--- SUPPLIED TEXT ---
Wife Wanted: Don’t All Rush At Once

The godly wife

I’m sure we’ll all envy the the lucky lady who bags this catch, girls. She’s in for a real treat. From the blog formerly known as Baptists for Brownback:

Single White Republican Christian Male

I am a single White Christian Republican Male- Straight and 6?4. I am a born again Christian Republican Baptist and jolly good looking if God will permit me the small sin of vanity. I am looking for the White Christian Republican Woman of my dreams.

Aren’t we all?

Hey, I hear Ann Coulter’s still single, I can’t imagine why. A possibility, d’you think? She has the ‘white’ part down pat.

A man has too many things to contend with and needs the most perfect woman to compliment his life.

Oh I know, the poor loves, how they suffer. All that shoe-lace tying, laying down the law and bum-wiping, it taxes the mind and the soul in the worst way.

I have been seeking this perfect woman since the harlot I was with decided she needed more and looked around whilst I was working. Her need for company (a penis) stronger than her need for loyalty and devotion. Well one is best rid of something like that anyway, aren’t they? I looked in the Catholic ranks for such a woman and found that most were fat with smallish moustaches and seemed to favour black and waving their arms around a fair bit. They certainly seemed to love children and had armies of the scruffy little urchins around them…all of them sporting miniature moustaches and fat little pot bellies. The total black look did look serious but frankly the moustaches and obesity turned me off.

That lets Tom Friedman out, godly conservative though he be. Poor Tom, he’ll be shattered. He’s been practicing his foot tapping and wide stance especially. But all is nopt yet lost…

Next I wandered over to the Mormon camp…They did not drink, smoke or otherwise engage in poor habits ( a plus in a limited world of pluses for Mormonism) . I chatted up a few likely candidates who looked clean and shiny…teeth white and lustrous hair pull back into bouncy pony tails. Their neat dresses starched and white and smelling like fresh air and sunlight. A man, could be easily swayed by such walking candidates for Christ. That is: until they opened their mouths.

--- WHAT THE TASK REQUIRES ---
From the post about the wife-wanted ad, list each thing the ad's writer says he found in most of the Catholic women he looked at.

--- DATA SHOWN ---

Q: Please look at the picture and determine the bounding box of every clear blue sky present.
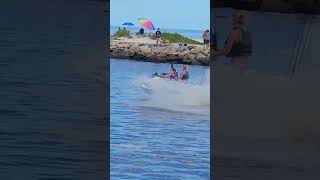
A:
[110,0,210,30]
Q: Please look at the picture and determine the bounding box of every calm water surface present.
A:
[0,0,107,180]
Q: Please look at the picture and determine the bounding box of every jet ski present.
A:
[151,72,178,80]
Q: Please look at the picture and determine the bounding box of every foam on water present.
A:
[135,70,210,115]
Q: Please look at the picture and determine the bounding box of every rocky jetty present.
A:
[110,39,210,65]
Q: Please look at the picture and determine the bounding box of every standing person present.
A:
[202,30,210,48]
[180,64,189,80]
[212,11,252,74]
[204,30,210,48]
[210,26,217,50]
[156,28,161,44]
[202,31,207,47]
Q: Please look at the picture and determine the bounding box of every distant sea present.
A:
[110,26,204,39]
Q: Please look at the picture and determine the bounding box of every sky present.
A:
[110,0,210,30]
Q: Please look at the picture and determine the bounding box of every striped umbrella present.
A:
[138,18,155,30]
[122,22,134,26]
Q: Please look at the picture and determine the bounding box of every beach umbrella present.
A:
[138,18,155,30]
[122,22,134,26]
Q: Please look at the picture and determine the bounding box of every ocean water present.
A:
[0,0,107,180]
[110,59,210,180]
[110,26,205,39]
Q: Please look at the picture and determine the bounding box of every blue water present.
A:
[110,59,210,180]
[0,0,108,180]
[110,26,204,39]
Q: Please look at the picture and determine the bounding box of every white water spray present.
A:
[136,70,210,115]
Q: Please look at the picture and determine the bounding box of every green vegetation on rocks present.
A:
[112,29,131,38]
[154,32,202,44]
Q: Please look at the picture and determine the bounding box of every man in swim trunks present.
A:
[180,64,189,80]
[156,28,161,44]
[212,11,252,73]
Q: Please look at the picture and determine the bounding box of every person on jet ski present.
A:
[168,64,177,79]
[180,64,189,80]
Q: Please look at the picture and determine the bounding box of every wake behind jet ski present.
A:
[152,64,189,80]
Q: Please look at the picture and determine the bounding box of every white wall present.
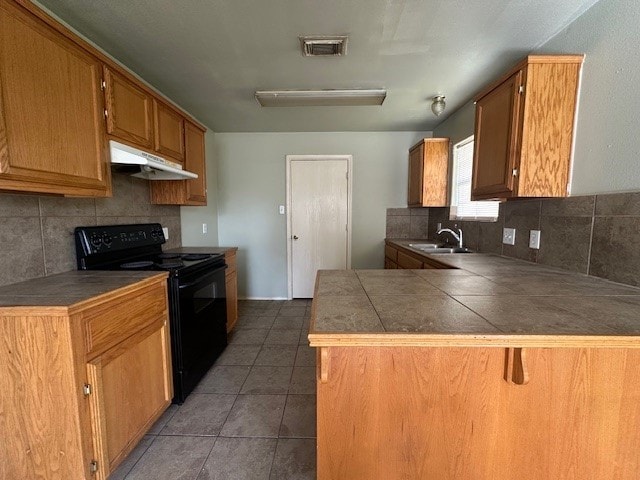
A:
[180,130,218,247]
[434,0,640,195]
[215,132,431,298]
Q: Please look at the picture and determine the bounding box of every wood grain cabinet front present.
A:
[153,98,184,163]
[224,248,238,333]
[0,0,111,197]
[317,346,640,480]
[104,67,154,149]
[0,275,173,480]
[471,55,584,200]
[407,138,449,207]
[151,120,207,206]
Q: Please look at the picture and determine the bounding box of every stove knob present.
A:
[89,233,102,249]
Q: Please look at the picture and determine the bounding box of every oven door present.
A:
[170,264,227,403]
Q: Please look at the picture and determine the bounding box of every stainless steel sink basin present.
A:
[418,247,473,255]
[409,243,440,250]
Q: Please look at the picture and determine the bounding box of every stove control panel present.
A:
[74,223,165,257]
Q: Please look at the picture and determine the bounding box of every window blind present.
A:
[451,137,500,220]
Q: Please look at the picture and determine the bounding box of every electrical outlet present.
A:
[529,230,540,250]
[502,228,516,245]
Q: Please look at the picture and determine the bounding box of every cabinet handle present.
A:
[504,348,529,385]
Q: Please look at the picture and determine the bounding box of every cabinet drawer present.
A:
[384,245,398,262]
[398,252,422,269]
[84,284,167,357]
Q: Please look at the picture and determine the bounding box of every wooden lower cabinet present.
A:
[0,276,173,480]
[224,248,238,333]
[317,346,640,480]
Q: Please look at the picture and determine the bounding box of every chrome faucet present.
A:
[436,225,464,248]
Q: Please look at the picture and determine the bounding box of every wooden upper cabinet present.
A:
[153,98,185,163]
[471,55,584,200]
[104,67,154,149]
[407,138,449,207]
[0,0,111,196]
[151,120,207,206]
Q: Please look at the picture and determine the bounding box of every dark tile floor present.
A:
[114,300,316,480]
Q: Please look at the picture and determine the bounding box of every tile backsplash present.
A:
[0,172,181,285]
[387,192,640,285]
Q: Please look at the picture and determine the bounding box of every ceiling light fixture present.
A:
[431,95,447,117]
[255,88,387,107]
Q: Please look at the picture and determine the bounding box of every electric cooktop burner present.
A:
[180,253,211,260]
[120,261,153,270]
[158,253,180,259]
[156,262,184,270]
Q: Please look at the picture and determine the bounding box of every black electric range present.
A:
[74,223,227,403]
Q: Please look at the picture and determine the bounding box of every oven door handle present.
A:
[178,265,227,290]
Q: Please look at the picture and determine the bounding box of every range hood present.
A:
[109,140,198,180]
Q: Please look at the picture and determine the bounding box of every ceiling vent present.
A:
[299,36,348,57]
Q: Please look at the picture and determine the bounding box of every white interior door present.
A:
[288,156,351,298]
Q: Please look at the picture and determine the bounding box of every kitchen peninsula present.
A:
[309,254,640,480]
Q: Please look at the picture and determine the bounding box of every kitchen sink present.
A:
[413,247,473,255]
[409,243,440,250]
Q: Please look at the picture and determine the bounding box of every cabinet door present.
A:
[184,122,207,205]
[87,319,173,479]
[153,99,184,163]
[407,143,424,207]
[471,70,523,200]
[0,1,111,196]
[104,67,153,148]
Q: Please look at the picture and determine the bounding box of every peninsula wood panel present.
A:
[317,347,640,480]
[153,98,184,163]
[104,67,154,149]
[0,0,111,196]
[407,138,449,207]
[471,55,584,200]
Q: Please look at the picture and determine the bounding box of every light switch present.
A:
[529,230,540,250]
[502,228,516,245]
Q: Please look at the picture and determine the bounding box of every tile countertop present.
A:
[164,247,238,253]
[309,240,640,348]
[0,270,167,316]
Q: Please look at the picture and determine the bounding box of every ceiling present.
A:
[38,0,597,132]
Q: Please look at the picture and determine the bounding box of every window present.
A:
[451,137,500,221]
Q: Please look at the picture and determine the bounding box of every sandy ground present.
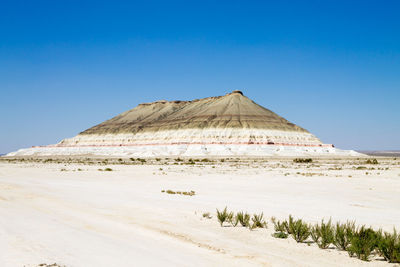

--- WORKED ANSWER ---
- Fat
- Smallish moustaches
- Seemed to favor black
- Waved their arms around a fair bit
- Seemed to love children
- Had armies of scruffy little urchins around them